> Exercise prompt: Restate the data exactly as given and keep the pictures out.

> Supplied data:
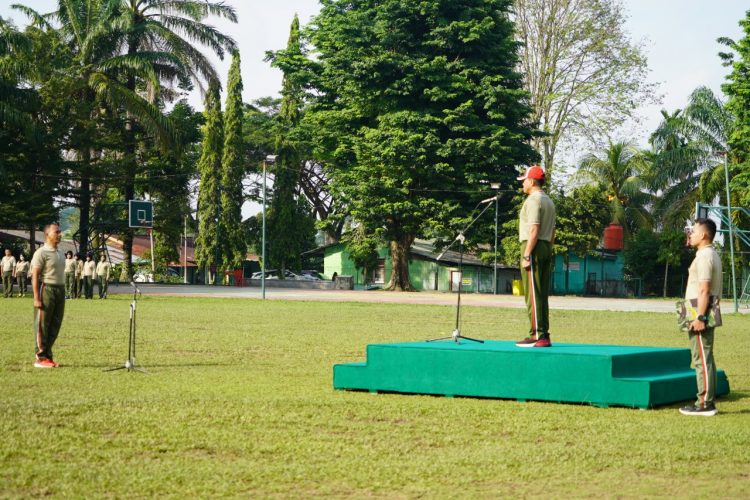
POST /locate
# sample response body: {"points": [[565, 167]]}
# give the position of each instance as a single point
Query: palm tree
{"points": [[164, 32], [93, 70], [621, 173], [687, 166]]}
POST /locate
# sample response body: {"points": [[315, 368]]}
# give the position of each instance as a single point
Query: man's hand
{"points": [[697, 325]]}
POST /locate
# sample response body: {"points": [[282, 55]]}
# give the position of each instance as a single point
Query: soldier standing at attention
{"points": [[79, 276], [89, 273], [22, 271], [48, 284], [704, 286], [8, 264], [102, 274], [536, 230], [70, 275]]}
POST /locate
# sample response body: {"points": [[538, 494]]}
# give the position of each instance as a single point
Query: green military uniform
{"points": [[537, 209], [89, 273], [49, 317], [79, 278], [71, 269], [102, 277], [705, 267], [7, 264], [22, 272]]}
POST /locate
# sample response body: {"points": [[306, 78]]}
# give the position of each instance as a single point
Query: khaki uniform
{"points": [[705, 267], [71, 267], [7, 264], [22, 273], [539, 209], [102, 276], [89, 274], [48, 319]]}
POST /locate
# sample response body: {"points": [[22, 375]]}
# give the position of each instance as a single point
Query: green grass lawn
{"points": [[238, 401]]}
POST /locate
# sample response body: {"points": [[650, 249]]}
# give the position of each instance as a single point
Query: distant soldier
{"points": [[22, 271], [48, 284], [8, 264], [71, 266], [79, 276], [89, 274], [102, 276]]}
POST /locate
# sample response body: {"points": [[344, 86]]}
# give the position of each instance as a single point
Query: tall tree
{"points": [[232, 243], [736, 88], [207, 250], [621, 174], [687, 165], [286, 236], [29, 158], [90, 73], [417, 103], [583, 73], [164, 33]]}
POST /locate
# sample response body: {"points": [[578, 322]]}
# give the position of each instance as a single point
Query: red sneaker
{"points": [[543, 341], [44, 363], [527, 342]]}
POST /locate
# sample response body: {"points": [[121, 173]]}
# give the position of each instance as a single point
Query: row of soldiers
{"points": [[80, 276], [14, 270]]}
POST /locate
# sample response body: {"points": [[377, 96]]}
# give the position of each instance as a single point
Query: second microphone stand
{"points": [[456, 334]]}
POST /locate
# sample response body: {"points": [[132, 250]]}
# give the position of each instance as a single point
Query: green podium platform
{"points": [[601, 375]]}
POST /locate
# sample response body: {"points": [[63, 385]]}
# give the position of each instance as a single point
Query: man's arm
{"points": [[704, 291], [530, 244], [35, 273]]}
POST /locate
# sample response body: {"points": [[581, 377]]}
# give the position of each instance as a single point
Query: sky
{"points": [[678, 36]]}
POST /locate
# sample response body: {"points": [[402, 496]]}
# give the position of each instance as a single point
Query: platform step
{"points": [[603, 375]]}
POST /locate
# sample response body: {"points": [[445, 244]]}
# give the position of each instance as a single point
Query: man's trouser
{"points": [[102, 282], [7, 283], [702, 348], [70, 285], [48, 319], [88, 287], [536, 281], [21, 279]]}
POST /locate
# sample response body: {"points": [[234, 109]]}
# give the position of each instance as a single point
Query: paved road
{"points": [[436, 298]]}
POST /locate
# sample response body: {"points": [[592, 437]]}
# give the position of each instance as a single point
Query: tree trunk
{"points": [[32, 237], [400, 264], [85, 208]]}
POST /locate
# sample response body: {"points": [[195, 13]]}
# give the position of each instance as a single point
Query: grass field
{"points": [[238, 402]]}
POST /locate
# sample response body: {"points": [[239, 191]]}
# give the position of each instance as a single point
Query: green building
{"points": [[425, 271]]}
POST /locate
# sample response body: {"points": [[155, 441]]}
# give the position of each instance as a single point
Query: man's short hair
{"points": [[709, 225]]}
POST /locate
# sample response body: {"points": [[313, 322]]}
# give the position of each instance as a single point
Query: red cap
{"points": [[533, 172]]}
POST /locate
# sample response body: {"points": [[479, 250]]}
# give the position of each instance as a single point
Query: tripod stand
{"points": [[456, 334], [130, 362]]}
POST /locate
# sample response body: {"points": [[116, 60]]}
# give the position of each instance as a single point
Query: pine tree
{"points": [[232, 243], [286, 233], [209, 169]]}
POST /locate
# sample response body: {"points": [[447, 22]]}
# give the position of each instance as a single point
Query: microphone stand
{"points": [[130, 363], [456, 334]]}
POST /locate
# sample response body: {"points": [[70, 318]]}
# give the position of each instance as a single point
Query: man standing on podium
{"points": [[537, 234]]}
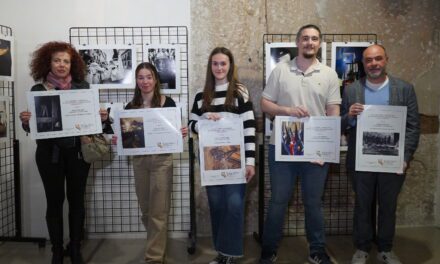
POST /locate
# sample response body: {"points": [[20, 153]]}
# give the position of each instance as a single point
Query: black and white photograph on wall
{"points": [[6, 58], [48, 113], [278, 52], [380, 143], [109, 66], [166, 59], [347, 61], [4, 119]]}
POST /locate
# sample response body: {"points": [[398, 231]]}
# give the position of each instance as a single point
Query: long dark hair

> Answer to this problem:
POST /locate
# sample response body: {"points": [[565, 167]]}
# give the position of each instance as a single point
Query: palm tree
{"points": [[164, 32], [93, 70], [621, 173], [687, 166]]}
POST /locate
# sample response body: {"points": [[315, 368]]}
# give the position of each instance as a single point
Query: man's hand
{"points": [[697, 325]]}
POST /locate
# sample response body: {"points": [[282, 55]]}
# give the position of each instance as a single point
Query: soldier standing at attention
{"points": [[79, 276], [89, 273], [22, 271], [48, 284], [704, 286], [8, 264], [102, 274], [536, 230], [70, 275]]}
POST /locate
# sample response body: {"points": [[538, 494]]}
# give the position of each instance as a single point
Query: green military uniform
{"points": [[537, 209], [89, 273], [49, 317], [79, 278], [71, 269], [102, 277], [705, 267], [7, 264], [22, 272]]}
POST /locate
# sample response body: {"points": [[306, 78]]}
# give the position of each instance as a single point
Query: khaki uniform
{"points": [[705, 267], [71, 267], [7, 264], [22, 273], [539, 209], [102, 276], [89, 274], [48, 319]]}
POST /locate
# sample response body: {"points": [[22, 375]]}
# give the position of each instance as a single point
Query: green grass lawn
{"points": [[238, 401]]}
POST /locate
# sample response body: {"points": [[650, 249]]}
# give the position of each instance as a single point
Query: distant soldier
{"points": [[22, 271], [48, 284], [8, 264], [71, 266], [79, 276], [89, 274], [102, 276]]}
POST /locate
# sample response body: {"points": [[344, 86]]}
# give the position of each instance as a single point
Query: tall tree
{"points": [[232, 243], [736, 88], [207, 250], [621, 174], [687, 165], [286, 236], [29, 158], [90, 73], [417, 103], [583, 73], [164, 33]]}
POST /locate
# sample response body: {"points": [[578, 322]]}
# give the position of each instance as a single point
Query: red sneaker
{"points": [[543, 341], [44, 363], [527, 342]]}
POST /locate
# sample response body: {"points": [[121, 173]]}
# give the position of each instance as a single point
Query: row of soldiers
{"points": [[80, 276], [14, 270]]}
POST /locate
# sample response body: {"points": [[377, 96]]}
# give the position of each instance as a single point
Query: second microphone stand
{"points": [[456, 334]]}
POST /locate
# sample response body: {"points": [[132, 250]]}
# give the position of each instance as a single point
Query: green podium platform
{"points": [[601, 375]]}
POST /locate
# sample response body: {"points": [[63, 385]]}
# give the position of each instance as a single point
Query: man's arm
{"points": [[704, 291], [530, 244], [35, 273]]}
POST /locate
# sample response body: {"points": [[581, 377]]}
# give the position of each instance as a single point
Query: sky
{"points": [[678, 36]]}
POST /locate
# sample response body: {"points": [[402, 496]]}
# give the position of each instance as a single point
Query: platform step
{"points": [[603, 375]]}
POST /locate
# sample response body: {"points": [[445, 244]]}
# give the position of each instance as a single point
Query: man's trouser
{"points": [[102, 282], [7, 283], [702, 348], [70, 285], [48, 319], [88, 287], [536, 281], [21, 279]]}
POST /locate
# sample response body: {"points": [[234, 109]]}
# give the position of each instance as a single point
Query: paved road
{"points": [[436, 298]]}
POST /locate
# sample response body: {"points": [[592, 437]]}
# give the position of each instance as a single point
Query: tree trunk
{"points": [[32, 237], [400, 264], [85, 208]]}
POST /locate
# sample response body: {"points": [[195, 13]]}
# give the position of each instance as a single point
Query: grass field
{"points": [[238, 402]]}
POST /locate
# sample response body: {"points": [[239, 191]]}
# give the position of each instance as a single point
Query: green building
{"points": [[425, 271]]}
POST /locate
# sample response body: {"points": [[155, 441]]}
# give the position of each instance as a single point
Query: man's short hair
{"points": [[709, 225]]}
POST /locate
# sample response body: {"points": [[313, 322]]}
# give the position of each instance as a single point
Query: red cap
{"points": [[533, 172]]}
POST /locate
# sample response body: {"points": [[479, 250]]}
# give the position of each instance as a single point
Query: tripod stand
{"points": [[456, 334], [130, 362]]}
POST /locate
# sample response body: {"points": [[116, 60]]}
# give the position of each instance as a single point
Query: pine tree
{"points": [[232, 243], [286, 233], [209, 169]]}
POST /locate
# sample response body: {"points": [[447, 22]]}
# give the position of each instance as a single point
Query: microphone stand
{"points": [[130, 363], [456, 334]]}
POST /locate
# sample response body: {"points": [[70, 318]]}
# give the position of each instance as a single point
Query: man standing on podium
{"points": [[537, 234]]}
POST /locate
# sample response body: {"points": [[20, 153]]}
# give the position of each instance as a single point
Query: black and white photograph on wall
{"points": [[6, 58], [48, 113], [278, 52], [380, 143], [109, 66], [166, 59], [347, 61], [4, 119]]}
POST /locate
# sample response body: {"points": [[398, 231]]}
# give the position of each instance as a single point
Query: long dark hair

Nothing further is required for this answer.